- SUPPLIED PASSAGE:
Priestly Celibacy and Its Roots in Christ
John Burger's interview with Father Thomas McGovern
National Catholic Register
May 19-25, 2002
Related Article:
Celibacy Isn't the Problem - It's the Answer, Say Priests
Father Thomas McGovern, a priest of the Prelature of Opus Dei in Dublin, is the author of "Priestly Celibacy Today." He was interviewed recently by Register staff writer John Burger on issues about celibacy raised by the current sex abuse crisis.
Why is it that among the general population celibacy is in some way seen to be at the root of the sex abuse problem?
For some time there have been insistent calls for the abolition of "compulsory" celibacy in editorials and feature articles in the print media, and in TV and chat show commentary. Underlying much of this crusade is the assumption of a direct causal link between celibacy and sexual deviance. Yet at no time has any solid scientific or statistical evidence been offered to substantiate this claim.
Nevertheless, as a result of saturation coverage of some clerical sexual scandals in the media, many people seem to have been persuaded into thinking that there must be some intrinsic connection between celibacy and sexual immorality, and that it is widespread among the clergy. Indeed Pope John Paul II has referred to "a systematic propaganda which is hostile to celibacy" and "which finds support and complicity in some of the mass media."
In our contemporary sex-saturated culture, the very notion of a celibate lifestyle is incomprehensible to many people. For them celibacy is seen as a form of repression, a stunting of the natural growth of personality, leading to frustration and deep sense of psychological and emotional isolation. When this caricature of celibacy is fostered, then it is not difficult to see why people would begin to associate it with the current problems.
Consequently, as John Paul II affirms his 1992 document, Pastores Dabo Vobis, on the
formation of priests, there is a great need today to present and explain the charism of celibacy "in the fullness of its biblical, theological and spiritual richness."

- WHAT YOU HAVE TO DO: Can you reproduce the celibacy interview starting at "Priestly Celibacy and" and ending at "sex abuse problem?", substituting "sexual abuse" for "sex abuse"?

- DATA EXTRACT:
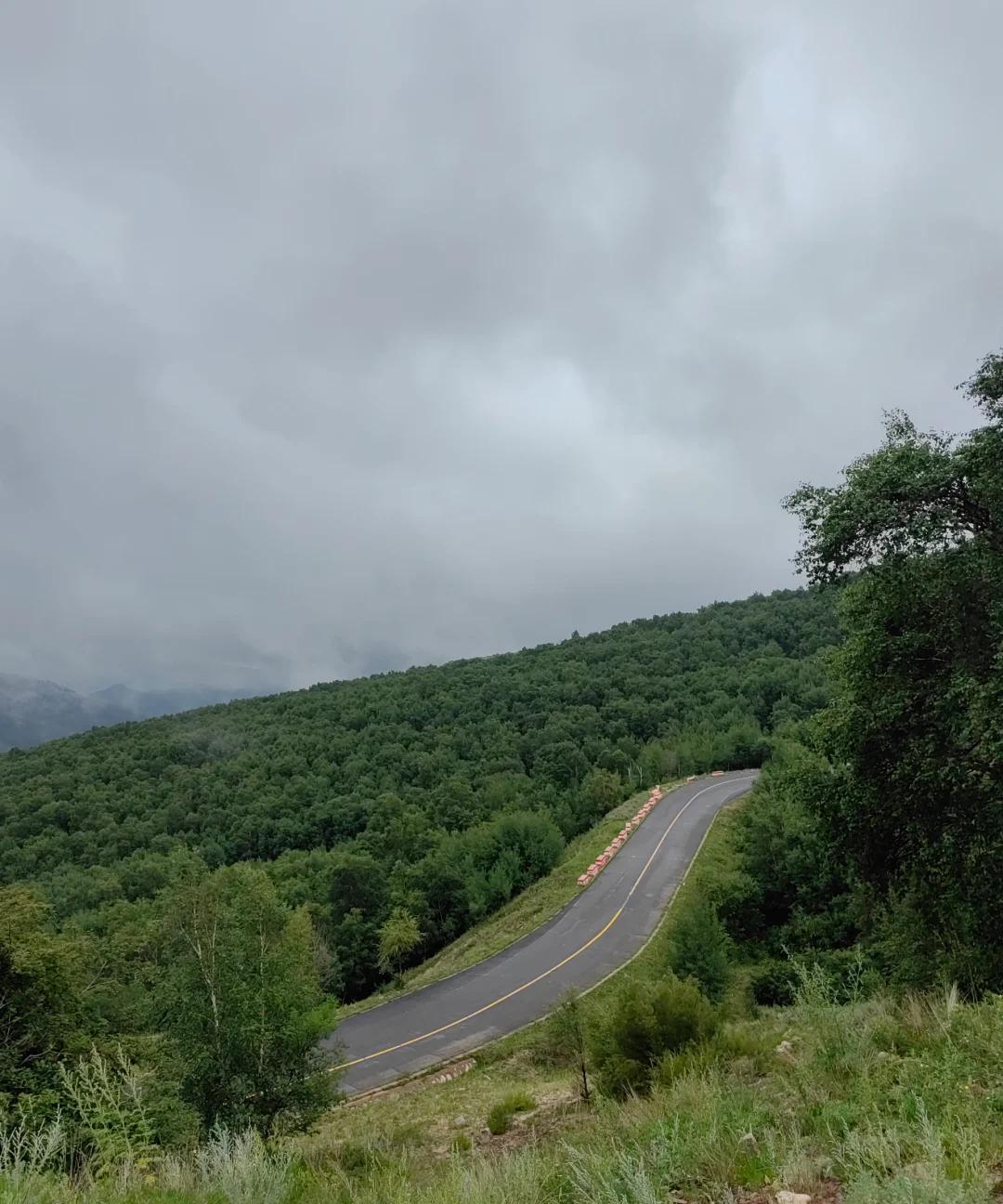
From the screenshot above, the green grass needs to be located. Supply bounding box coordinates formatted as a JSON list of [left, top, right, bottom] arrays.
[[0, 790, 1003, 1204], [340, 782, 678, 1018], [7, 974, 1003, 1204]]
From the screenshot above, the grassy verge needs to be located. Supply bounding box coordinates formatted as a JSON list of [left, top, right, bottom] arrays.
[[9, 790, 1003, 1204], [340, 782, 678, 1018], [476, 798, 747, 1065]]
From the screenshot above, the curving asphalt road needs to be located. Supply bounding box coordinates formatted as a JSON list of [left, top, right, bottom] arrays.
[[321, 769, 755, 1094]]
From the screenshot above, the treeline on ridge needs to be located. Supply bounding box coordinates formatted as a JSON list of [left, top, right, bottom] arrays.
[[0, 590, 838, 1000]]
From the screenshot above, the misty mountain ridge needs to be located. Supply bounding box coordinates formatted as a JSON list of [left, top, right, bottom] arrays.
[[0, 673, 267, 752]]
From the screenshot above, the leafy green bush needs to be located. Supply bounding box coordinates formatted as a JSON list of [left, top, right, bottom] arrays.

- FULL SOLUTION:
Priestly Celibacy and Its Roots in Christ
John Burger's interview with Father Thomas McGovern
National Catholic Register
May 19-25, 2002
Related Article:
Celibacy Isn't the Problem - It's the Answer, Say Priests
Father Thomas McGovern, a priest of the Prelature of Opus Dei in Dublin, is the author of "Priestly Celibacy Today." He was interviewed recently by Register staff writer John Burger on issues about celibacy raised by the current sexual abuse crisis.
Why is it that among the general population celibacy is in some way seen to be at the root of the sexual abuse problem?